Source records

----------

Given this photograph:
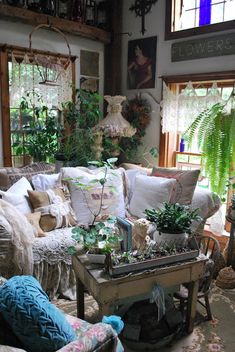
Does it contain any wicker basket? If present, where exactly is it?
[216,266,235,289]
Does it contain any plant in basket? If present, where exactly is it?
[69,158,122,262]
[145,203,201,242]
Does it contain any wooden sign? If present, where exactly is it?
[171,33,235,62]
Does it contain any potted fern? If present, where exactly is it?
[184,103,235,196]
[145,203,200,244]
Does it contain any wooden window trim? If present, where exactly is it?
[0,44,76,167]
[159,71,235,167]
[165,0,235,40]
[0,51,12,166]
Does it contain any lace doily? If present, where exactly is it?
[33,227,77,265]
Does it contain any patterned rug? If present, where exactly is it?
[53,286,235,352]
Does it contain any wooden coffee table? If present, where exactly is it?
[72,255,207,333]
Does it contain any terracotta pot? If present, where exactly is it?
[153,231,188,246]
[86,253,106,264]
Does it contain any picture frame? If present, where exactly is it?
[117,216,132,252]
[127,36,157,89]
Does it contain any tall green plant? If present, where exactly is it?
[61,89,101,166]
[185,103,235,196]
[13,91,62,162]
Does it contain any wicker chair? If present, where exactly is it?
[174,236,220,320]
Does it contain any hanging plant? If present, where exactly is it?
[120,95,152,162]
[185,103,235,196]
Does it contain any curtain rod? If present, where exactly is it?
[0,44,77,61]
[158,71,235,83]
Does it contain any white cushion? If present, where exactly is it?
[61,167,126,226]
[32,174,60,192]
[0,177,33,214]
[126,169,147,202]
[129,175,176,218]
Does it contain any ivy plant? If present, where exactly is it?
[145,203,200,233]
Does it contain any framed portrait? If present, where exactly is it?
[127,37,157,89]
[117,216,132,252]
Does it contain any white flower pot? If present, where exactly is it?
[153,231,188,246]
[86,253,106,264]
[228,208,235,220]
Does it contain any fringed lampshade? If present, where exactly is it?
[97,95,136,138]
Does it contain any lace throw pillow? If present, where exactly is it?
[152,167,200,205]
[28,188,76,232]
[25,211,46,237]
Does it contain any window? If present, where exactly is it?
[166,0,235,39]
[0,48,74,166]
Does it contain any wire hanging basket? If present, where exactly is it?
[29,24,71,86]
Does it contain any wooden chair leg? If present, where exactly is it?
[179,298,185,316]
[204,294,212,320]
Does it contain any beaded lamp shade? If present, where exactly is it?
[97,95,136,137]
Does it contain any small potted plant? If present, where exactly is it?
[69,158,122,263]
[228,193,235,221]
[145,203,200,243]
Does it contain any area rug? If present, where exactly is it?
[53,285,235,352]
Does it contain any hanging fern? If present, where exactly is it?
[185,103,235,196]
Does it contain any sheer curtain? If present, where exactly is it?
[160,82,223,133]
[160,82,231,233]
[10,52,72,110]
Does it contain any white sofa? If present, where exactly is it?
[0,163,220,299]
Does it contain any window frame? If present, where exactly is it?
[165,0,235,40]
[0,44,76,167]
[159,71,235,167]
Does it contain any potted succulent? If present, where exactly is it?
[145,203,200,243]
[70,216,122,264]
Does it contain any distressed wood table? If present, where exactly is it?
[72,255,207,333]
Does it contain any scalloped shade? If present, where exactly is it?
[97,95,136,137]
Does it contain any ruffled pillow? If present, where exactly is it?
[28,188,77,232]
[25,211,46,237]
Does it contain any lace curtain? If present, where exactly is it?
[10,53,72,110]
[160,82,223,133]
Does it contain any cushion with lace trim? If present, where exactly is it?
[25,211,46,237]
[28,188,77,232]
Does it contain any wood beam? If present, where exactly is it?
[0,4,111,44]
[104,0,123,95]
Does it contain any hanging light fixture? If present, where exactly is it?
[29,24,71,86]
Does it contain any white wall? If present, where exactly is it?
[122,0,235,165]
[0,21,104,166]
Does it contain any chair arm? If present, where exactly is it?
[57,323,124,352]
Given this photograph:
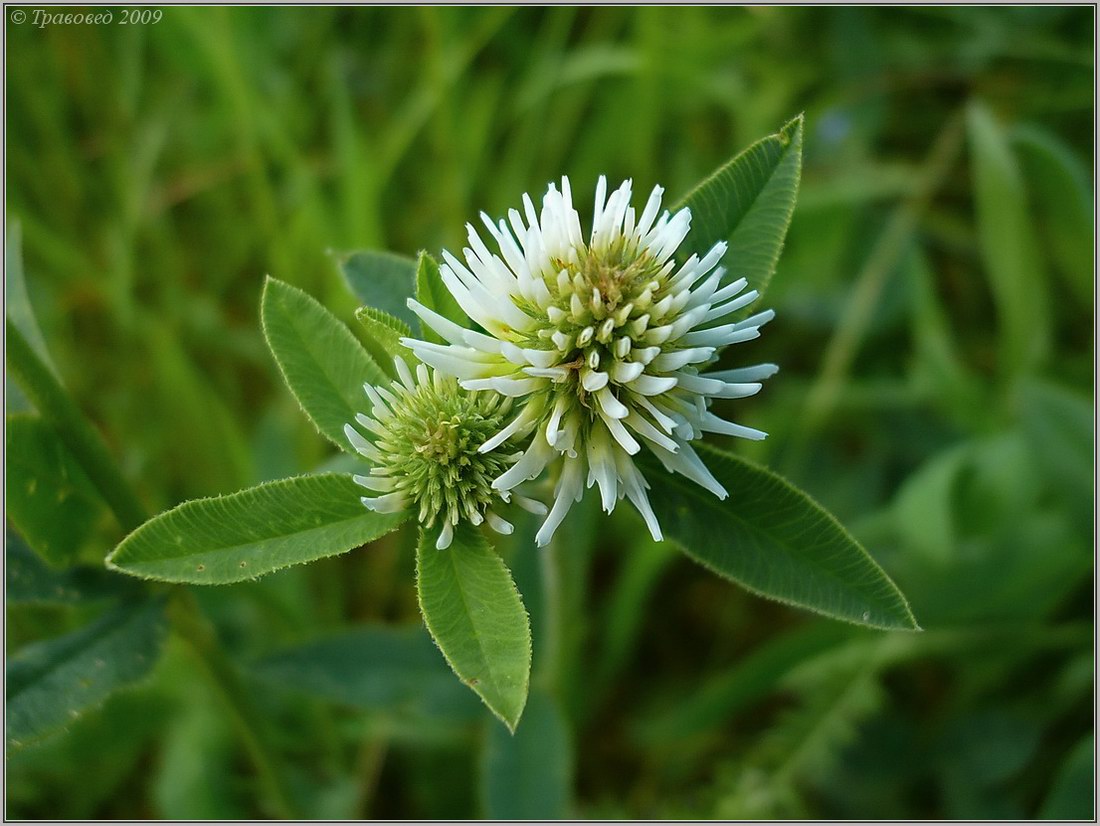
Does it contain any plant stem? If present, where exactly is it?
[169,588,298,819]
[539,525,564,700]
[6,318,146,533]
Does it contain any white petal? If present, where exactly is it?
[477,404,542,453]
[652,442,729,499]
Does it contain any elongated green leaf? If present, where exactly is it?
[481,691,573,821]
[416,524,531,730]
[4,528,141,605]
[4,221,57,375]
[892,444,969,564]
[1012,124,1095,307]
[107,473,407,585]
[967,102,1051,375]
[253,625,483,723]
[1020,379,1095,527]
[645,445,917,629]
[677,115,802,293]
[355,307,416,378]
[7,601,167,747]
[260,277,388,453]
[416,251,470,344]
[7,414,103,566]
[4,318,145,530]
[639,624,853,745]
[340,250,417,326]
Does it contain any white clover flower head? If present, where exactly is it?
[403,177,778,546]
[344,357,546,550]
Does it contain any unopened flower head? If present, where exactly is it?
[344,359,546,549]
[405,177,778,544]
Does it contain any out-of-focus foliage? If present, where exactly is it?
[7,7,1095,818]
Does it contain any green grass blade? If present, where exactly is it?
[107,473,407,585]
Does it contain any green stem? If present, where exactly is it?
[169,588,299,819]
[6,318,146,532]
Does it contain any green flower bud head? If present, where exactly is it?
[344,359,546,549]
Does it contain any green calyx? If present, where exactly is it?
[372,374,516,528]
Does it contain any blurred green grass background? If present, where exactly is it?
[6,7,1095,818]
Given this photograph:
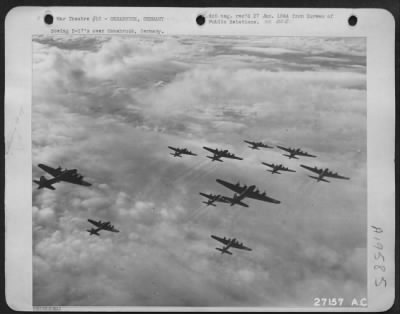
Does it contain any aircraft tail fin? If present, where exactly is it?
[215,247,232,255]
[309,176,330,183]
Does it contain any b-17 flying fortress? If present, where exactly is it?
[34,140,350,255]
[277,145,317,159]
[211,235,251,255]
[33,164,92,190]
[262,162,296,174]
[203,146,243,162]
[244,141,274,149]
[87,219,119,236]
[168,146,197,157]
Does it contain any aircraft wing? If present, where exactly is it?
[222,154,243,160]
[217,179,244,193]
[276,145,292,153]
[279,167,296,172]
[199,192,214,200]
[300,165,323,174]
[246,191,280,204]
[220,196,249,207]
[103,226,119,232]
[60,175,92,186]
[38,164,62,177]
[262,162,274,168]
[88,219,103,228]
[168,146,179,152]
[211,235,230,245]
[325,172,350,180]
[296,151,317,157]
[231,243,251,251]
[203,146,217,154]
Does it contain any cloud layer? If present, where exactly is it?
[32,36,367,306]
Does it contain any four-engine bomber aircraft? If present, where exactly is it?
[277,145,317,159]
[262,162,296,174]
[211,235,251,255]
[33,164,92,190]
[244,140,273,149]
[168,146,197,157]
[300,165,350,182]
[86,219,119,236]
[200,192,249,207]
[217,179,280,206]
[203,146,243,162]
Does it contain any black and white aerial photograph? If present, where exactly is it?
[31,35,367,309]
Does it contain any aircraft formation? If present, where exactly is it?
[33,140,350,255]
[168,140,349,255]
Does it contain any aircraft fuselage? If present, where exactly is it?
[231,185,256,206]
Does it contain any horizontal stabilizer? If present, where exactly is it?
[203,202,217,207]
[86,229,100,236]
[309,176,330,183]
[207,156,222,162]
[215,247,232,255]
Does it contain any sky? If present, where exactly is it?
[32,36,367,307]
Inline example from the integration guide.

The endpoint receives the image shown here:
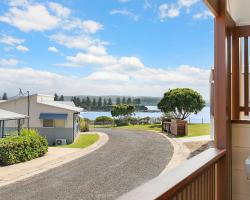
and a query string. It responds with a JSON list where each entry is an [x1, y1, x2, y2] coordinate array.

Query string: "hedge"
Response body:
[[0, 129, 48, 165], [80, 118, 89, 132]]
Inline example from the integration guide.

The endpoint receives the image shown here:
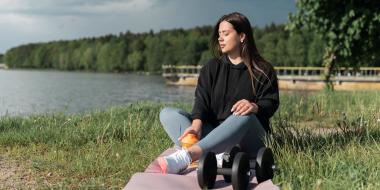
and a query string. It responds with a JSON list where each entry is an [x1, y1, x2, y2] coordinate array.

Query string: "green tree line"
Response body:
[[4, 24, 379, 72]]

----------

Task prompt:
Reproduce the entire listing above word for word, omitting the pictures.

Response to this exercise:
Given this photograph:
Does it contain any wicker basket? If present, where exactly is it?
[216,266,235,289]
Does it contain any plant in basket? If present, where exactly is it?
[69,158,122,262]
[145,203,201,242]
Does it contain any wooden sign? If present, where exactly is it?
[171,33,235,62]
Does it contain any potted fern? If present, where exactly is it?
[184,103,235,196]
[145,203,200,244]
Does it contain any wooden window trim? If present, where exactly is it?
[0,44,76,167]
[159,71,235,167]
[165,0,235,40]
[0,51,12,166]
Does it contain any lace doily? If present, where exactly is it?
[33,227,77,265]
Does it contain any patterned rug? If present, where exactly is it?
[53,286,235,352]
Does it contain any wooden coffee table? If present, where exactly is it?
[72,255,207,333]
Does it contain any terracotta pot? If present, where exactly is it?
[153,231,188,246]
[86,253,106,264]
Does it contain any picture frame? If present, where exactly is it?
[117,216,132,252]
[127,36,157,89]
Does it contain any tall green plant? If present, where exactly is it?
[61,89,101,166]
[185,103,235,196]
[13,91,62,162]
Does it contain any wicker chair? If present, where exactly is it?
[174,236,220,320]
Does it contain any hanging plant? If present, where exactly is it?
[120,95,152,162]
[185,103,235,196]
Does it contain any curtain rod? If present, where exactly is it?
[0,44,77,61]
[158,71,235,83]
Does it contain any white cushion? If present, where exactly is it?
[61,167,126,226]
[32,174,60,192]
[0,177,33,214]
[126,169,147,202]
[129,175,176,218]
Does it contain any ivy plant? If present, where exactly is it?
[145,203,200,233]
Does it contain any framed portrait? If present, where exactly is it?
[127,37,157,89]
[117,216,132,252]
Does it contain any white flower pot? If present, where exactly is it?
[153,231,188,246]
[86,253,106,264]
[228,208,235,220]
Does it contain any fringed lampshade? If present, where exactly is it?
[97,95,136,138]
Does it contain any lace throw pillow? If present, where exactly is it?
[152,167,200,205]
[28,188,76,232]
[25,211,46,237]
Does it contain any window? If present, where exactly is it?
[166,0,235,39]
[0,48,74,166]
Does it contain any wire hanging basket? If present, where exactly is it?
[29,24,71,86]
Does it contain any wooden chair leg? If present, where exactly is it?
[179,298,185,316]
[204,294,212,320]
Does it contain any beaded lamp shade? If present, where exactly is it?
[97,95,136,137]
Does it contain any small potted plant? If present, where exactly is it?
[69,158,122,263]
[228,193,235,221]
[145,203,200,243]
Does it contain any area rug? If present, where exactly is it?
[53,285,235,352]
Does it contain any hanging fern? If present, where exactly is it?
[185,103,235,196]
Does it contain any sheer curtain? If present, where exactly is it?
[160,82,223,133]
[160,82,231,233]
[10,52,72,110]
Does it contain any white sofa? If present, where exactly is it?
[0,163,220,299]
Does it contain any window frame? If present, where exactly is it?
[165,0,235,40]
[0,44,76,167]
[159,71,235,167]
Does it contain any potted succulent? If present, where exactly is it?
[145,203,200,243]
[70,216,122,264]
Does it contain any distressed wood table? If present, where exactly is it?
[72,255,207,333]
Does it contain any scalloped shade? If present, where exactly is it?
[97,95,136,137]
Does it contain any ruffled pillow? If present, where exactly is it?
[28,188,77,232]
[25,211,46,237]
Does it contain any lace curtain? If present, where exactly is it?
[10,53,72,110]
[160,82,223,133]
Does it contain any cushion with lace trim? If present, where exactly is it?
[25,211,46,237]
[28,188,77,232]
Does it contain any wood beam? If present, where exactly is it?
[0,4,111,44]
[104,0,123,95]
Does it contain any hanging light fixture? If present, where exactly is it?
[29,24,71,86]
Does it contain any white wall? If present, where exactly is it?
[122,0,235,165]
[0,21,104,166]
Does it contain any chair arm? If present, where exactly is it?
[57,323,124,352]
Given this photograph:
Does it contain any plant stem? If present, where exactly is it?
[169,588,298,819]
[539,525,564,700]
[6,318,146,533]
Does it contain any white petal? If present, where exactly is it?
[477,404,542,453]
[652,442,729,499]
Does it contain any elongated green leaf? If present, where exactly is it?
[481,691,573,821]
[416,524,531,730]
[4,528,141,605]
[4,221,57,375]
[892,444,969,564]
[1012,124,1095,307]
[107,473,407,585]
[967,102,1051,375]
[253,625,483,723]
[1020,379,1095,527]
[645,445,917,629]
[677,115,802,293]
[355,307,416,378]
[7,601,167,747]
[260,277,388,453]
[416,251,470,344]
[7,414,103,566]
[4,318,145,530]
[639,624,853,745]
[340,250,417,326]
Does it contain any white clover flower head? If present, where exactly is it?
[403,177,778,546]
[344,357,546,550]
Does it contain any unopened flower head? If present, where exactly is it?
[344,359,546,549]
[405,177,778,544]
Does it contain any out-of-focus foliage? If present, where exactly is it?
[7,7,1095,818]
Does it contain any green grass blade? If present, where exactly is it?
[107,473,407,585]
Does it contain any green stem? If present, where exactly is it?
[169,588,299,819]
[6,318,146,532]
Does it contain any green flower bud head? If present, where exactly is it?
[344,359,546,549]
Does it contain any green calyx? If present, where exactly is it?
[372,374,516,528]
Does it contain any blurred green grass background? If present, where exactly is it?
[6,7,1095,818]
Given this photograph:
Does it contain any aircraft tail fin? If present, where exactly is it?
[215,247,232,255]
[309,176,330,183]
Does it contain any b-17 flying fortress? If present, where exactly is it?
[34,140,350,255]
[277,145,317,159]
[211,235,251,255]
[33,164,92,190]
[262,162,296,174]
[203,146,243,162]
[244,141,274,149]
[87,219,119,236]
[168,146,197,157]
Does it contain any aircraft wing? If present, where exactly is it?
[222,154,243,160]
[217,179,244,193]
[276,145,292,153]
[279,167,296,172]
[199,192,214,200]
[300,165,323,174]
[246,191,280,204]
[220,196,249,207]
[103,226,119,232]
[60,175,92,186]
[38,164,62,177]
[262,162,274,168]
[88,219,103,228]
[168,146,179,152]
[211,235,230,245]
[325,172,350,180]
[296,151,317,157]
[231,243,251,251]
[203,146,217,154]
Does it contain any cloud layer? If present, where exactly is it?
[32,36,367,306]
Does it contain any four-engine bomber aircraft? If present, where exactly is it?
[277,145,317,159]
[262,162,296,174]
[211,235,251,255]
[33,164,92,190]
[244,140,273,149]
[168,146,197,157]
[300,165,350,182]
[86,219,119,236]
[200,192,249,207]
[217,179,280,206]
[203,146,243,162]
Does it contain any black and white aerial photograph? If present, where exactly is it?
[31,35,367,309]
Does it contain any aircraft formation? If present, where exactly is it?
[33,140,350,255]
[168,140,349,255]
Does it contain any aircraft fuselage? If present, where exactly is it?
[231,185,256,206]
Does it contain any horizontal stabilizer? If present, where exactly is it?
[203,202,217,207]
[86,229,100,236]
[309,176,330,183]
[207,156,222,162]
[215,247,232,255]
Does it contain any sky? If present, where exactly is it?
[32,36,367,307]
Inline example from the integration guide.

The endpoint receives the image shown here:
and a query string. It responds with a JSON list where each entry is an [x1, y1, x2, y2] coordinate array.

Query string: "hedge"
Response body:
[[0, 129, 48, 165], [80, 118, 89, 132]]
Inline example from the integration guide.

The endpoint receives the image shown here:
and a query string. It responds with a JSON list where each entry is an [x1, y1, x2, y2] coordinate array.

Query string: "green tree line"
Response body:
[[4, 24, 379, 72]]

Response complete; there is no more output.